# What is needed
Rewrite the lines from the one containing "of the bare" through the one containing "the woman's right", inclusive, as a numbered list, skipping any blank lines.

# Provided material
══════
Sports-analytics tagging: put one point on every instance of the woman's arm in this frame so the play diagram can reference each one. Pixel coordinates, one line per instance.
══════
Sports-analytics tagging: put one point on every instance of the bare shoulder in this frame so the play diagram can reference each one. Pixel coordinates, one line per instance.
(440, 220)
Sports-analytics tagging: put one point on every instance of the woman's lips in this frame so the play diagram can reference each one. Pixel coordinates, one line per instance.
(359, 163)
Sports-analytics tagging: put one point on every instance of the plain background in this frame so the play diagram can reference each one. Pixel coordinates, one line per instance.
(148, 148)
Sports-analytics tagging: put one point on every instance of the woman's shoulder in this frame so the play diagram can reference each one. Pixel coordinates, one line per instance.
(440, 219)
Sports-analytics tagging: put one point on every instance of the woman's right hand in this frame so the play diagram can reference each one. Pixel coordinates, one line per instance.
══════
# Response
1. Sports-analytics tagging: put one point on every instance of the bare shoulder in this frame so the play diagram can reference each one. Pixel coordinates, one line per instance.
2. (440, 220)
3. Sports-analytics tagging: put one point on every instance of the woman's lips in this frame so the play diagram can reference each one. Pixel coordinates, one line per instance.
4. (359, 163)
5. Sports-analytics tagging: put one point on every instance of the plain background in this frame so the play diagram can reference each one. Pixel coordinates, one line per instance.
6. (148, 148)
7. Sports-analytics tagging: put one point on every instance of the woman's shoulder in this frame so the play diagram can reference each one. Pixel coordinates, one line per instance.
8. (440, 219)
9. Sports-analytics tagging: put one point on every instance of the woman's right hand in this frame so the play diagram can reference each one. Pixel coordinates, one line per instance.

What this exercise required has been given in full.